RNA-sequencing pre-processing and data-analysis.

RNA was isolated from 200–1,500 T cells. Samples were precipitated in 0.3 M sodium acetate (Sigma), 2 μg glycogen (Thermo Scientific) and 70% ethanol overnight at −20C. After washing in 70% ethanol, RNA pellets were dissolved in primer mix and incubated for 2 min at 70 °C and processed⁵⁶. cDNA libraries were sequenced on an Illumina HiSeq 2500 using 50-bp paired-end sequencing. For analysis of paired end CEL-seq reads, sample-specific barcodes in the 'left' reads were used for barcode splitting with the FASTX-Toolkit (version 0.0.12), and the 'right' reads were aligned to the mouse genome (UCSC, mm10) with TopHat (version 2.1.0). All reads that aligned to (exonic regions of) genes annotated by Ensembl (release 78) were quantified using featureCounts (version 1.4.3-p1). Reads were normalized using edgeR⁵⁷ (version 3.10.5) in R (version 3.2.2), and genes were removed that had less than 1 cpm in three or fewer samples. Multidimensional scaling (MDS) plots were made to detect outlier samples and two samples from one mouse were removed from further analysis. To find genes expressed differentially by CD69⁺ DMSO-treated cells relative to their expression by CD69⁻ DMSO-treated cells, edgeR's GLM likelihood ratio test was used, taking variation into account caused by study design. To find genes expressed differentially by CD69⁺ GSI treated cells at day 2 relative to their expression by CD69⁻ GSI treated cells at day 2, or by CD69⁺ GSI treated cells at day 2 relative to their expression by CD69⁺ DMSO treated cells at day 2, the GLM likelihood ratio test was used, taking variation caused by study design into account. FDR correction for multiple testing was used, and adjusted P values of <0.05 were considered significant.

Quantitative PCR.

Quantitative PCR analysis was performed in duplicates with an StepOnePlus Real-Time PCR System (Applied Biosystem) using Power SYBR Green (Applied Biosystem). Reaction mixtures were incubated for 10 min at 95 °C, followed by 40 cycles of 15 s at 95 °C, 1 min at 60 °C, and, finally, 15 s at 95 °C, 1 min 60 °C and 15 s at 95 °C. Gene expression was normalized by the S18 rRNA in each sample. The primers used are listed in Supplementary Table 4.

Statistical analysis.

All procedures were approved by the local Animal Ethics Committees. For pairwise comparisons, a standard two-sided Student's t-test (paired or unpaired when applicable), was applied with GraphPad Prism 6 software. P values of <0.05 were considered statistically significant. Gene-E v3.0.206 software, developed by the Broad Institute, was used to generate heat maps and perform hierarchical clustering. Values were converted to heat map colors using the mean and maximum values for each row. Spearman's rank correlation with average linkage was used for clustering. For statistical analysis of flow cytometry data, two-way ANOVA with the Bonferroni post-hoc test was applied with Graphpad Prsim 6 software.

Accession codes.

GEO: human mRNA data, GSE61397 (MIAME-compliant format); mouse mRNA data, GSE79774.

Given entries ::

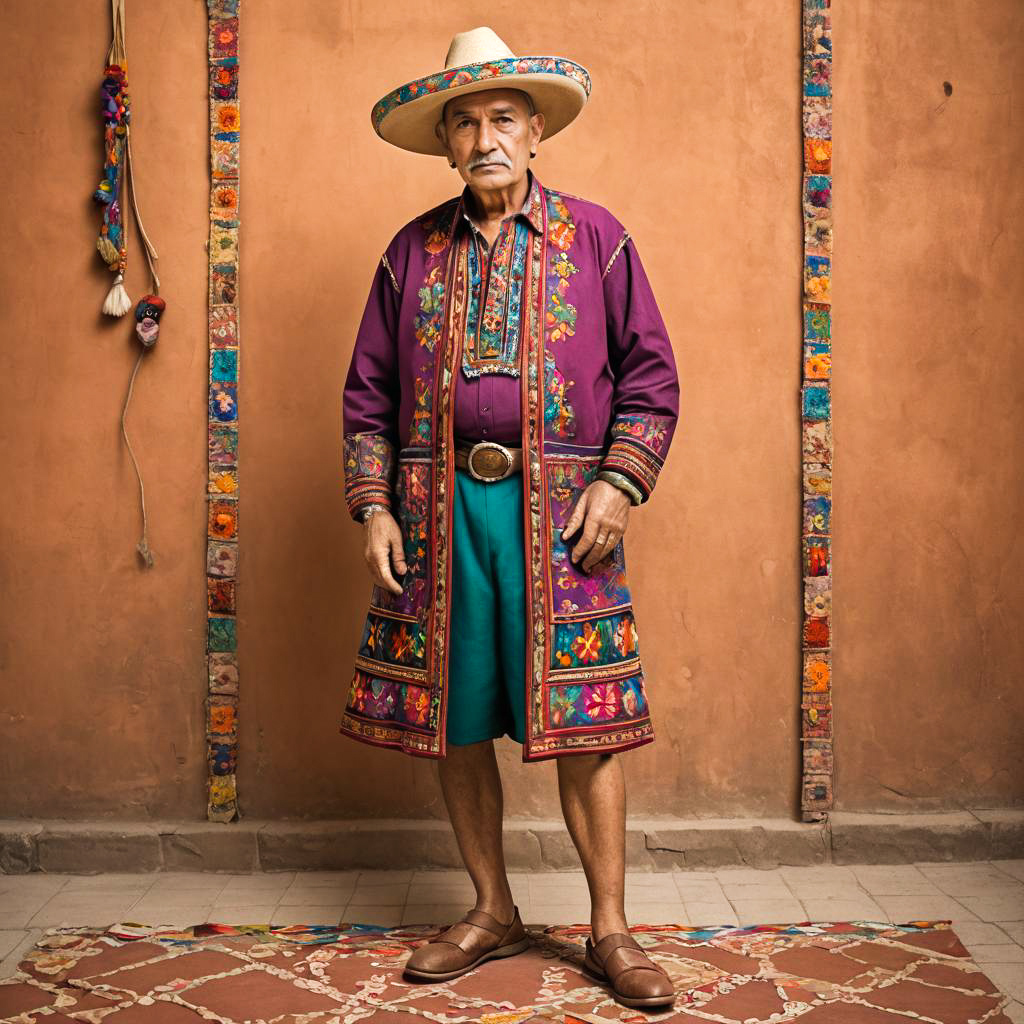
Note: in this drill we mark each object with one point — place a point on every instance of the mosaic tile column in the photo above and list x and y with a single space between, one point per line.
816 708
222 486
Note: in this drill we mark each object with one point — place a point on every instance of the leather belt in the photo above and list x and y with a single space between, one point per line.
487 461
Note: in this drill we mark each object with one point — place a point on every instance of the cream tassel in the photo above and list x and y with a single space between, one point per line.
117 302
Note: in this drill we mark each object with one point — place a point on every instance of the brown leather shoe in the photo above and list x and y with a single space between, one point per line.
636 980
477 937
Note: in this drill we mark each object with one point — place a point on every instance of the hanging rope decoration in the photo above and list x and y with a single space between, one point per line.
222 486
119 181
817 786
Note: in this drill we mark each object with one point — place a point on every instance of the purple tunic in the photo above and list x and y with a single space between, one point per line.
486 404
569 354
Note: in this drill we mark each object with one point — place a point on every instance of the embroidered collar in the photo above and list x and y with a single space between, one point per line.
531 210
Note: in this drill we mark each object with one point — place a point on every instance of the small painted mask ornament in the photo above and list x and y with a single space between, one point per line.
147 313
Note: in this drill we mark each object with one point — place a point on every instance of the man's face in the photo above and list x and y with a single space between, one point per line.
489 135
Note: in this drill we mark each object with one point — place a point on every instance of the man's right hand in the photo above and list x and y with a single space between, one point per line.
384 546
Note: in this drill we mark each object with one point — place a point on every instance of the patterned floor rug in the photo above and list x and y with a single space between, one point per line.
852 972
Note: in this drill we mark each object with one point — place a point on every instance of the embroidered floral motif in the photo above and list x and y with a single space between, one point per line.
420 427
587 646
596 641
601 701
560 316
648 429
502 68
581 704
427 324
369 465
416 706
392 641
604 586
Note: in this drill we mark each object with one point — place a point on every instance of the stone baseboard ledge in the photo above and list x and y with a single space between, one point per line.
846 838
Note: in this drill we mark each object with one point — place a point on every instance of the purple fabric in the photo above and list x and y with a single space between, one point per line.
610 353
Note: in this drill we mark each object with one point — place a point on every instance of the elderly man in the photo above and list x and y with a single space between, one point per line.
511 393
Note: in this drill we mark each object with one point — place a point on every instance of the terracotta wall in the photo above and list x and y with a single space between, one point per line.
692 138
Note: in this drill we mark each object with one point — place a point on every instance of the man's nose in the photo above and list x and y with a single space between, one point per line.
485 138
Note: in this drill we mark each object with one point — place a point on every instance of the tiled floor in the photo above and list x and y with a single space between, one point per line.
984 900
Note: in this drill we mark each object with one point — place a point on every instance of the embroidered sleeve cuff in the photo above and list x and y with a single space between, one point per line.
624 483
639 441
369 472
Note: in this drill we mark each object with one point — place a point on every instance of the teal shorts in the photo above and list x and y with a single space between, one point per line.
486 666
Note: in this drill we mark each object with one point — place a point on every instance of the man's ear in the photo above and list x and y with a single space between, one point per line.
537 123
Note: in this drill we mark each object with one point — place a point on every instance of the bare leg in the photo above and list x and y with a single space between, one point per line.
593 796
472 788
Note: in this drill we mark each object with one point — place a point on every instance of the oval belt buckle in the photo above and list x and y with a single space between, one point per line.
489 459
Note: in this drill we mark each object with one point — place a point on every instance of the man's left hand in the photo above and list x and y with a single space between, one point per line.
604 510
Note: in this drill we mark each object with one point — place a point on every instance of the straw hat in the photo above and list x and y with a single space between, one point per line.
478 59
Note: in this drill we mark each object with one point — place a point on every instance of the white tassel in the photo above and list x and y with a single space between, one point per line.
117 302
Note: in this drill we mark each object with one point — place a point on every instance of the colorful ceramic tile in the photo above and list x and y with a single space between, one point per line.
222 671
222 479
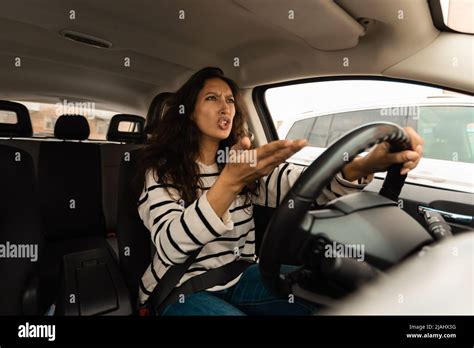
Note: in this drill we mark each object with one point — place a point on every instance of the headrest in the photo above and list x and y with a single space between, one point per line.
71 127
158 107
133 134
22 127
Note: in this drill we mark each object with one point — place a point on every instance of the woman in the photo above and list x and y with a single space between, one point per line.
196 196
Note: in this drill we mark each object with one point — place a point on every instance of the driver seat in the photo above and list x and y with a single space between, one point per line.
134 241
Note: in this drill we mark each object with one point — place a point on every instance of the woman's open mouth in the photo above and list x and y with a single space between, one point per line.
224 122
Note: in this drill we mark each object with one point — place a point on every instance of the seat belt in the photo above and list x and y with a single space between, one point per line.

Brief ::
In the RNA-sequencing section of the methods text, list every piece of software whose version number is given in parentheses, along with that version.

Exercise result ::
- FASTX-Toolkit, version 0.0.12
- TopHat, version 2.1.0
- featureCounts, version 1.4.3-p1
- edgeR, version 3.10.5
- R, version 3.2.2